* Extrait
# # # #
On peut entendre dans la voix de Victor de la frustration mais également de la résignation face à cet Everest de l'administration.

Pour jobs4students.ch, le service des petits boulots d'etudiants.ch, le problème des étudiants sans permis de travail est insoluble: 80% des missions offertes durent moins d'une semaine et leur mise en route est quasiimmédiate! Attendre un feu vert administratif qui peut prendre jusqu'à 2 mois? Impensable.

Et les agences de travail temporaire ? tout simplement «verboten» pour ce profil d'étudiants.

Pour ses études doctorales, Victor doit désormais beaucoup se déplacer, car les cours sont souvent dispensés dans d'autres universités. Ou quand le trajet Berne-Genève, se transforme en parcours du combattant, faute d'argent! «J'ai connu des périodes de grand doute, notamment au début 2006, lorsque je n'ai pas eu de petits boulots pendant plus de 7 mois. J'ai vécu sur les réserves d'un stage d'été auprès d'une ONG. Et en plus, je n'ai pas pour principe d'indisposer les autres avec mes soucis. Mais heureusement, j'ai ma famille qui m'envoie occasionnellement un peu d'argent.» Faute de moyens, un retour pour revoir ses proches est totalement exclu. «Et si je travaille, ce n'est pas pour me faire de l'argent, mais pour régler un besoin ponctuel, comme payer mon loyer ou acheter à manger.»
# # # #
* Consignes
• a. Résumez en une phrase le paragraphe de l'extrait qui commence par « Pour jobs4students.ch », en conservant ses faits principaux.
• b. D'après l'extrait, combien de temps Victor est-il resté sans petits boulots au début 2006 ?
• c. Citez le passage de l'extrait allant de « Pour jobs4students.ch, le » jusqu'à « ce profil d'étudiants. ».

* Données fournies
# # # #
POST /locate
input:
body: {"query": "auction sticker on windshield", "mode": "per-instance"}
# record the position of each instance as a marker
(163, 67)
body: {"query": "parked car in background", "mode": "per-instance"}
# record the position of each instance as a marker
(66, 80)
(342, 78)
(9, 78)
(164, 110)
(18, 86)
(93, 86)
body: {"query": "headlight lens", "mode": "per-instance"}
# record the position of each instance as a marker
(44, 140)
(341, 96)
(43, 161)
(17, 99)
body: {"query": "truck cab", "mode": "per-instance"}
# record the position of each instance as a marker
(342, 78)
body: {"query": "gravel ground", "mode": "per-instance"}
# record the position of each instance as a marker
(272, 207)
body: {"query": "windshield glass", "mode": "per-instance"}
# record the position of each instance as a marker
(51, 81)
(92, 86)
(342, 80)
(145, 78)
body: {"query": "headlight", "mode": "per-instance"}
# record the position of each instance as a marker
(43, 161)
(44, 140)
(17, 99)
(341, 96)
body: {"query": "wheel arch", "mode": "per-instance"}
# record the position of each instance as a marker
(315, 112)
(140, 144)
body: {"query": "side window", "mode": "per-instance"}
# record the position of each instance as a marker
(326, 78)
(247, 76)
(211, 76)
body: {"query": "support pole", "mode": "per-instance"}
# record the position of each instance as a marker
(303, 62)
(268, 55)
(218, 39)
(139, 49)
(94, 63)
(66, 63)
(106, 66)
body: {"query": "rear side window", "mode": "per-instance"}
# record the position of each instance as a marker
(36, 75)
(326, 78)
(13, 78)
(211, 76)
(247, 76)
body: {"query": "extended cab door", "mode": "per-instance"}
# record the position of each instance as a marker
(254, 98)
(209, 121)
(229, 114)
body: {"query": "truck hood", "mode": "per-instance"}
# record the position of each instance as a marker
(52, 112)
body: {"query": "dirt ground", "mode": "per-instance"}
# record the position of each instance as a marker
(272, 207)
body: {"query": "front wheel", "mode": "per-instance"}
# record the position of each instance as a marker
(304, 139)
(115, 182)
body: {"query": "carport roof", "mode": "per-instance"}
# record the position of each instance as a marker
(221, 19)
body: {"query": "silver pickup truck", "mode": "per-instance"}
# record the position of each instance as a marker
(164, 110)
# # # #
* Corrigés
• a. Pour jobs4students.ch, service de petits boulots d'etudiants.ch, le problème des étudiants sans permis de travail est insoluble : 80 % des missions durent moins d'une semaine et démarrent presque immédiatement, alors qu'un feu vert administratif peut prendre jusqu'à 2 mois.

• b. Plus de 7 mois.

• c.
Pour jobs4students.ch, le service des petits boulots d'etudiants.ch, le problème des étudiants sans permis de travail est insoluble: 80% des missions offertes durent moins d'une semaine et leur mise en route est quasiimmédiate! Attendre un feu vert administratif qui peut prendre jusqu'à 2 mois? Impensable.

Et les agences de travail temporaire ? tout simplement «verboten» pour ce profil d'étudiants.